Text shown:
The symptom
You posted a job. Now one of three things is happening:
- You're getting proposals, but they all read the same — generic, copy-pasted, no sign anyone read your actual brief.
- You're getting proposals from people who clearly can't do the work, alongside a couple of strong ones you can't tell apart from the noise.
- You're getting nothing at all.
None of these are bad luck. They're all symptoms of the same root cause: the job post isn't giving good Smiths enough to work with, so it can't filter out the bad ones either.
A vague post is a magnet for vague proposals. A specific one filters itself.
What's actually missing
1. You haven't said what "done" looks like
"Fix my app" and "Build me a dashboard" describe a destination, not a job. A strong Smith needs to know what changes when the work is finished — not just the topic area.
Compare:
❌ "My checkout is broken, please fix."
✅ "Stripe checkout returns a 500 error after payment on the confirmation page. Orders aren't showing as paid in the admin panel even when Stripe shows the charge succeeded. Need this working end-to-end — checkout completes, order marked paid, confirmation email sent."
The second version tells a Smith exactly what they're being asked to verify is true when they're done. That's the difference between a proposal that says "I can help with that" and one that says "this is likely a webhook signature mismatch — I'd check X, Y, Z first."

Tasks:
1. Decide whether each statement agrees with the job-post text, answering yes or no and quoting the exact words of the text that settle it. (a) Getting no proposals at all is put down to bad luck. (b) A specific job post filters itself. (c) "Build me a dashboard" describes a job rather than a destination.
2. Carry the job-post text forward, starting after its final sentence.
The records come from a source unrelated to the job-post text.

[Data excerpts]
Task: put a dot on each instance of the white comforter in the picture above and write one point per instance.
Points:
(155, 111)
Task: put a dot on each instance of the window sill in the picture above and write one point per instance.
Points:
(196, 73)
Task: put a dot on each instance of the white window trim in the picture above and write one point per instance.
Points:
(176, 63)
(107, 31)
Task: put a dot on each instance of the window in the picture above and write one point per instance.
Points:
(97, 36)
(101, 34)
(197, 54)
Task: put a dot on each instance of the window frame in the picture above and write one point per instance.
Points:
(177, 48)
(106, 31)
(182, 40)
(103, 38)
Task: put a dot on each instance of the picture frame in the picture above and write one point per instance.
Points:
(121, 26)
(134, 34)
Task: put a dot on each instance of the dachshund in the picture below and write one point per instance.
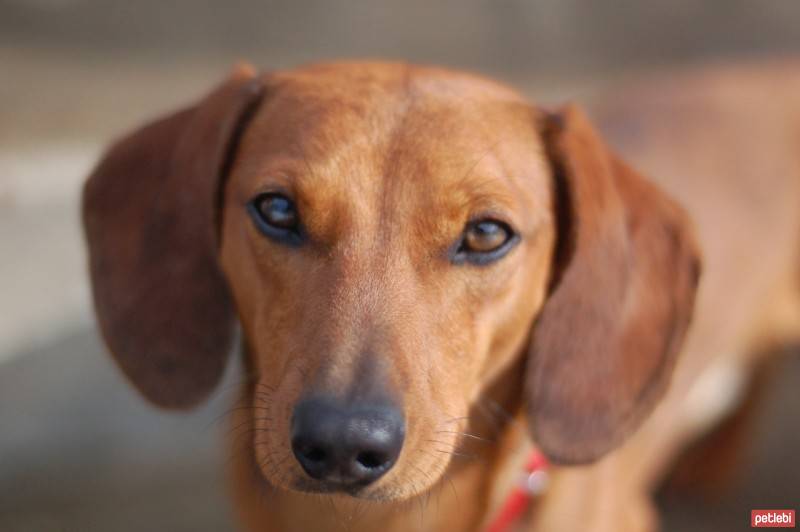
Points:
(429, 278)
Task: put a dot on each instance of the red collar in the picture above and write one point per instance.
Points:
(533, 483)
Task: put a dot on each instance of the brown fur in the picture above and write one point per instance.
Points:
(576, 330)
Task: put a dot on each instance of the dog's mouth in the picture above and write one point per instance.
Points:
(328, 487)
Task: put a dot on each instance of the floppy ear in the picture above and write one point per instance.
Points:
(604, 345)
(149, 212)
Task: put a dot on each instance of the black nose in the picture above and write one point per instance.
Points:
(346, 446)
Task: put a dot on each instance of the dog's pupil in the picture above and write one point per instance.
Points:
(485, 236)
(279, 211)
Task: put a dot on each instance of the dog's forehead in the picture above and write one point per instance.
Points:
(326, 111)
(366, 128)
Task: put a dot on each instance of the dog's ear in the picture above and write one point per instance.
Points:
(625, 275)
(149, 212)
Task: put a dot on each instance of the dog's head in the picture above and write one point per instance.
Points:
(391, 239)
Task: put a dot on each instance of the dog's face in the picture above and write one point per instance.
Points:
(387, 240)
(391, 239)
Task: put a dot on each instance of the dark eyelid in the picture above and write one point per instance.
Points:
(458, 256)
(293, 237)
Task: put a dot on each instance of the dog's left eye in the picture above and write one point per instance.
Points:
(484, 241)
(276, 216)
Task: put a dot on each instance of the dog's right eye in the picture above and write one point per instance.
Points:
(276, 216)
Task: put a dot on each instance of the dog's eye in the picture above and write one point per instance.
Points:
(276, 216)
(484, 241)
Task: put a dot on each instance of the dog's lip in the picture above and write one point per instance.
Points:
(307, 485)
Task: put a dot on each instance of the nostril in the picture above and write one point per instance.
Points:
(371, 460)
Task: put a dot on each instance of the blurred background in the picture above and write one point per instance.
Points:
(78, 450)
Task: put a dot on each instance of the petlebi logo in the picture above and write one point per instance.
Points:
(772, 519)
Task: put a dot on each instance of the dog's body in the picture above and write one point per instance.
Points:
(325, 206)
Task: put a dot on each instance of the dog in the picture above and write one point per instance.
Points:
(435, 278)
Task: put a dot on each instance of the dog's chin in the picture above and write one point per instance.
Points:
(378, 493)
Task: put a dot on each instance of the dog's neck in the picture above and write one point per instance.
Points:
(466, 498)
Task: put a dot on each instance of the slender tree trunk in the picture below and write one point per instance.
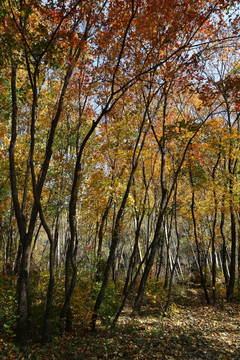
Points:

==

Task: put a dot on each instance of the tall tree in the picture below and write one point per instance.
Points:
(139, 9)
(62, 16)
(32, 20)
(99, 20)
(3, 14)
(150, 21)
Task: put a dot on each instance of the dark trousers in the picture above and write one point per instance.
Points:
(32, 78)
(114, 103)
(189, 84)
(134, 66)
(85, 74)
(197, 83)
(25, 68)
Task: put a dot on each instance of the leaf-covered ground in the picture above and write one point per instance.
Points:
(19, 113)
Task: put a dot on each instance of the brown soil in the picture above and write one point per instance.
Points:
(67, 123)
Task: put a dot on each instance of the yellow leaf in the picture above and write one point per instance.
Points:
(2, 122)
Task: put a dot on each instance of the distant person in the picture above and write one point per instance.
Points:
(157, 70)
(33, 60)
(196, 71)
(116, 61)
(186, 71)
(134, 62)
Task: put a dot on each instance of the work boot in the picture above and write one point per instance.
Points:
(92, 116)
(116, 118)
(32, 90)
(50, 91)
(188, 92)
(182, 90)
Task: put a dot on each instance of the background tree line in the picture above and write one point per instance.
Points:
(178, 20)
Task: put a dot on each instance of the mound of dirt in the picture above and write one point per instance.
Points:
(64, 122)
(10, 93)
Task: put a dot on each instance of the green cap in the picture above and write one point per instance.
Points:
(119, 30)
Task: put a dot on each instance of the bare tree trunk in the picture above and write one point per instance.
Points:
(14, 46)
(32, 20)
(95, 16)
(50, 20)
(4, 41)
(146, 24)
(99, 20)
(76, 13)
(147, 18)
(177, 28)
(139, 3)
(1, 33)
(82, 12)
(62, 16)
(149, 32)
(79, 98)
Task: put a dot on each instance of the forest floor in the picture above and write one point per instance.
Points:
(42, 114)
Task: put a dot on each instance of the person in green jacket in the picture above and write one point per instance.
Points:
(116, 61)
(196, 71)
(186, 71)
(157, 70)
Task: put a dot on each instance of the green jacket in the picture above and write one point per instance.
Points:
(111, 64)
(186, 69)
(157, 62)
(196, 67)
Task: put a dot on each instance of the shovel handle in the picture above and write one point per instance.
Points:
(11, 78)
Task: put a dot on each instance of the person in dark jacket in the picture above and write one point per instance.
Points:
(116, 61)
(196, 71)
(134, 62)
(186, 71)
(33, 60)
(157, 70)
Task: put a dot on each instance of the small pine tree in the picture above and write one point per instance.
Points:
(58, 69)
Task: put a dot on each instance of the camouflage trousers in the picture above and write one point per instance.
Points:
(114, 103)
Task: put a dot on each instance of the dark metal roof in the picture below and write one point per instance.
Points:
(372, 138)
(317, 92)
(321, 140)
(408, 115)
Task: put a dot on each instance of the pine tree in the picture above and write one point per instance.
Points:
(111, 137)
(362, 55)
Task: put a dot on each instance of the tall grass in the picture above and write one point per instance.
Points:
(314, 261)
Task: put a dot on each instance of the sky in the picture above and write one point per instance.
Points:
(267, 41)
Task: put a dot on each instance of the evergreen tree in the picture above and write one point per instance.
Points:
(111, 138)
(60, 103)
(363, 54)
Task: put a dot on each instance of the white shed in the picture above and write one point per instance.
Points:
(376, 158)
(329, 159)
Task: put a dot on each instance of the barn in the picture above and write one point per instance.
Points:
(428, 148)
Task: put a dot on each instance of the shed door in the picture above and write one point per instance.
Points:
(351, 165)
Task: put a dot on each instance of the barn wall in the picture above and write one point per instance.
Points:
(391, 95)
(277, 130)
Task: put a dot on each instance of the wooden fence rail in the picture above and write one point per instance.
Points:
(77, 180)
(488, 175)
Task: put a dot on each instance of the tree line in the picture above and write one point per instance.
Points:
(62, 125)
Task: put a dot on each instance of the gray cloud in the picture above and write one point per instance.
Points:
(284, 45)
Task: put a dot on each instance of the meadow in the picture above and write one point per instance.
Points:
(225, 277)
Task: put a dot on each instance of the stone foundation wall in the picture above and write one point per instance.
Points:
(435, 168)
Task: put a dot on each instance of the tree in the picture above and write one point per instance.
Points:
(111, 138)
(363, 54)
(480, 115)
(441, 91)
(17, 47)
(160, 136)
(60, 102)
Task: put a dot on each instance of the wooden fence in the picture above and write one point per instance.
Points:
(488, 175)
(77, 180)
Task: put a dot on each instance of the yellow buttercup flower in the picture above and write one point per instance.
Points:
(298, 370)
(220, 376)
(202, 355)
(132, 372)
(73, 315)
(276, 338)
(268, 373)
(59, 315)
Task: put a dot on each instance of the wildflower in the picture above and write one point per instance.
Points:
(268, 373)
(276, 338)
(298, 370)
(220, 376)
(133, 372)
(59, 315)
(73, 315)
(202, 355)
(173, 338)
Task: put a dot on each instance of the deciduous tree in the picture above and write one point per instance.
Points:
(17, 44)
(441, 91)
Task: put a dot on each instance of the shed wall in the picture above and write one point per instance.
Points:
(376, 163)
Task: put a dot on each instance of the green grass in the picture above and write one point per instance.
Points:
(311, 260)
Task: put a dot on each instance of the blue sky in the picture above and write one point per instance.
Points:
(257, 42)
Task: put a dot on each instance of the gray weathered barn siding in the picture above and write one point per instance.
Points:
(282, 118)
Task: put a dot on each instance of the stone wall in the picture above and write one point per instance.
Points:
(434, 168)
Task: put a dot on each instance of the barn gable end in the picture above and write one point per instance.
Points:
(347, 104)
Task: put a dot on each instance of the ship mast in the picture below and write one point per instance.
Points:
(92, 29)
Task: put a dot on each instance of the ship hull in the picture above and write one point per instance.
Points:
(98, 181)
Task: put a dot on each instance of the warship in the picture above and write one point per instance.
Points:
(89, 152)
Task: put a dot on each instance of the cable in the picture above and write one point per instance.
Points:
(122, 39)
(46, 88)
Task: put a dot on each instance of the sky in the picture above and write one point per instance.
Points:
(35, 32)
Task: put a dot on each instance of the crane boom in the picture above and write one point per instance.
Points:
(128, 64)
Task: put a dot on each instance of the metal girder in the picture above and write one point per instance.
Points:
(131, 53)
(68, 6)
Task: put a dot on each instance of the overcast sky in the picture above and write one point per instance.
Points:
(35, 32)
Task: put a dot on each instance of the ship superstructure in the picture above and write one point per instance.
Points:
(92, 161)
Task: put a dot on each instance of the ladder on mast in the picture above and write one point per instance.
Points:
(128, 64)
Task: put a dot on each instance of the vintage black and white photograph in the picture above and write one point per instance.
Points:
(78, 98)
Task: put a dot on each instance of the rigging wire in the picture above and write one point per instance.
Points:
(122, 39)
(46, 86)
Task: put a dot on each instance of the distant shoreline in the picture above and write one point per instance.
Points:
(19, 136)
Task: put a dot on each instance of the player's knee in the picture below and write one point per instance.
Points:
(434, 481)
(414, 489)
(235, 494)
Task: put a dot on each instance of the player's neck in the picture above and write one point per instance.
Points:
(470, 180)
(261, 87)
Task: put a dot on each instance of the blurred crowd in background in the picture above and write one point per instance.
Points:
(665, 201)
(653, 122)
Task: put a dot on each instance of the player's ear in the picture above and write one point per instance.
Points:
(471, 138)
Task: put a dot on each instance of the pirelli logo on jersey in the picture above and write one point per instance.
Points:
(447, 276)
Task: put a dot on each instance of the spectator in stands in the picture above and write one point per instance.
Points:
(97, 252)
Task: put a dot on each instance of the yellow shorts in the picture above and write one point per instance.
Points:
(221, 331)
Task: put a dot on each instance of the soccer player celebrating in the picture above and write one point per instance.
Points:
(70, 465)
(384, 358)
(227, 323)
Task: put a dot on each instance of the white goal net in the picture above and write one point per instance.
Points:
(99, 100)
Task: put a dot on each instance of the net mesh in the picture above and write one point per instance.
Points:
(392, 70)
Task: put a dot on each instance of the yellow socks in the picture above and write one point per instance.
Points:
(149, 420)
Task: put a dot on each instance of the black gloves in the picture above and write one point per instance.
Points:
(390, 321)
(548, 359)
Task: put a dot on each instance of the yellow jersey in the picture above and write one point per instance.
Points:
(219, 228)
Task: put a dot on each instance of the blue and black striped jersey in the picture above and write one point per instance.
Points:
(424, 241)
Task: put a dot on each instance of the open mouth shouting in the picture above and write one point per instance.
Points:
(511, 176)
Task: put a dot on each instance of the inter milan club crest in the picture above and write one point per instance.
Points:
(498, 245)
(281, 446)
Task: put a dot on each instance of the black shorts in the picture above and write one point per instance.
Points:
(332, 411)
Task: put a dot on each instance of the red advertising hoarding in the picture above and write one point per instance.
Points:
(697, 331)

Written answers:
1.
(a) No: "None of these are bad luck."
(b) Yes: "A specific one filters itself."
(c) No: "describe a destination, not a job."

2.
2. No budget or timeline signal
Leaving budget blank doesn't get you a better price — it gets you worse proposals. Experienced Smiths read "budget: open" as a signal to either skip the post or lowball a guess, and lowball guesses are the proposals most likely to turn into scope disputes later. A number (even a range) does two things: it filters out mismatched applicants before they apply, and it lets a serious Smith tell you immediately if the scope doesn't fit the budget — which is information you want before you hire, not after.
3. No way to tell who actually read the post
If your post doesn't require any engagement with the specifics, you can't tell a proposal that took two minutes from one that took twenty. Add one line that only makes sense if someone read the brief — "In your proposal, mention which part of this you'd tackle first" works better than any generic screening question, because it can't be copy-pasted from a template.
4. For AI-built apps specifically: "just fix it" hides the real scope
If this job is fixing something an AI tool (Bolt, Loveable, Replit, etc.) built for you, "just fix it" is a genuinely dangerous thing to post — not because Smiths won't try, but because AI-generated codebases don't have predictable scope the way a normal freelance brief does. What looks like "one broken button" can be one broken button, or it can be a symptom of a much larger architectural problem the AI tool never surfaced. State what's broken, what platform it was built on, and what you've already tried — that's the difference between a Smith quoting confidently and a Smith quoting defensively (padding the price because they don't know what they're walking into).
A before/after
Before:
Need help with my app. It has some bugs. Please reach out.
After:
Built on Bolt.new with Supabase. Two issues:
- Google OAuth redirects to a blank page instead of the dashboard after login.
- Row-level security seems misconfigured — users can see other users' data in the admin table.
Budget: $300–500. Need this fixed within the week. In your proposal, tell me which of these two you'd start with and why.
That post will get fewer proposals than the vague one. It will also get better ones — from Smiths who can already tell you something true about the problem before you've paid them a dollar.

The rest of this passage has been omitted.